§ Task to complete:
For the word "button", search the records and show each line in which it occurs.

[Natural-language object grounding data]
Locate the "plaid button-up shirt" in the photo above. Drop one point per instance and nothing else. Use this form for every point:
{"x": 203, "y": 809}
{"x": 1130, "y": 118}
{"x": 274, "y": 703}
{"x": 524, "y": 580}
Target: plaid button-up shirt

§ Reply to the exercise:
Locate the "plaid button-up shirt" in the photo above. Drop one point per instance and nothing else. Use this form for every point:
Target: plaid button-up shirt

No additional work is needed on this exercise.